### [Task to complete]
All entries are to be transcribed exactly. Pictures are not part of the copy.

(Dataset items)
------------

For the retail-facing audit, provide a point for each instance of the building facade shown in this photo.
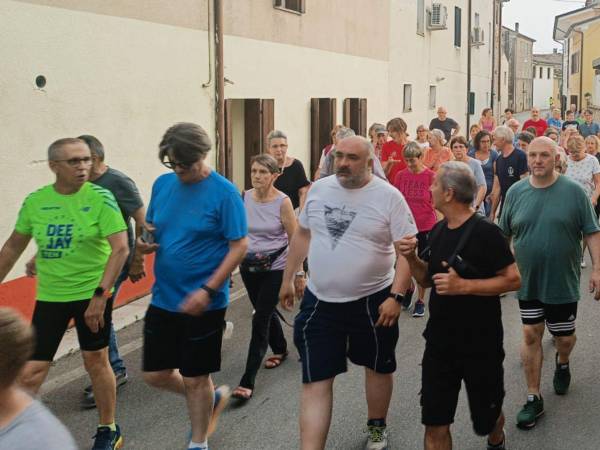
(125, 71)
(547, 76)
(519, 52)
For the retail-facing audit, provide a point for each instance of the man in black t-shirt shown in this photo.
(468, 265)
(449, 126)
(509, 168)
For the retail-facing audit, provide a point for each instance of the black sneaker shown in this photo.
(106, 439)
(89, 401)
(562, 378)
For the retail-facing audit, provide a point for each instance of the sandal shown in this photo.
(275, 361)
(242, 393)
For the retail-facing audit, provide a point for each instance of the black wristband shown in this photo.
(211, 292)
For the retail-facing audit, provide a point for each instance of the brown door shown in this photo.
(259, 119)
(322, 120)
(355, 115)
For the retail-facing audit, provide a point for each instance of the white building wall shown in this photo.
(543, 88)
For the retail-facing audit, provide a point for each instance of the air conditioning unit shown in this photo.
(437, 17)
(477, 38)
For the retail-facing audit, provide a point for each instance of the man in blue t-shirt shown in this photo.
(509, 168)
(197, 226)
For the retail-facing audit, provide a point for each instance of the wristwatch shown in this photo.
(212, 293)
(398, 297)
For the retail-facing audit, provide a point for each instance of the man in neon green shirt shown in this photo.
(82, 246)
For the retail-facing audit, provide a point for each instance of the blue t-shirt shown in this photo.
(194, 224)
(589, 130)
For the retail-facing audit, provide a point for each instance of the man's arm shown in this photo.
(11, 251)
(506, 280)
(94, 314)
(198, 300)
(136, 269)
(296, 255)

------------

### [Solution for this problem]
For the retail-facing audit, provide a point for each instance of the building facade shown in this photo.
(125, 71)
(547, 76)
(519, 52)
For the retail-facing audit, provide a point for each instance of the man in black t-shirt shown in this photo.
(468, 265)
(449, 126)
(509, 168)
For the retail-facing audit, provide a point for each instance of the black sneaker shown in this photo.
(106, 439)
(89, 401)
(562, 378)
For the retail-facing audit, provide a point for each instance of the sandal shown in this photo.
(275, 361)
(242, 393)
For the retail-facing audit, provide a point for each instance of the black wristband shown in this photo.
(211, 292)
For the retail-facing audit, provide a point for each instance of the brown door shown in this photo.
(259, 119)
(322, 120)
(355, 115)
For the retail-facing audit, provide a point for each instance of the white building wall shown in this photo.
(543, 88)
For the retail-facing audit, provide a point for each instance of the air conditioning unit shown in this photo.
(437, 17)
(477, 38)
For the retail-facing audit, provide a point for each instance of the man in blue t-shirt shown in this photo.
(509, 168)
(197, 226)
For the retail-facing audit, provide a point for each instance of the wristwatch shown in this photo.
(212, 293)
(398, 297)
For the retail-facing audit, provide a point for each instance of the man in neon green shirt shown in this photo.
(82, 246)
For the retail-facing audit, provide a point for each instance of the blue t-shirt shown in this photo.
(194, 224)
(589, 130)
For the retail-facing audit, provide a point for each instance of the man's arm shown in this photo.
(11, 251)
(506, 280)
(94, 314)
(198, 300)
(136, 269)
(296, 255)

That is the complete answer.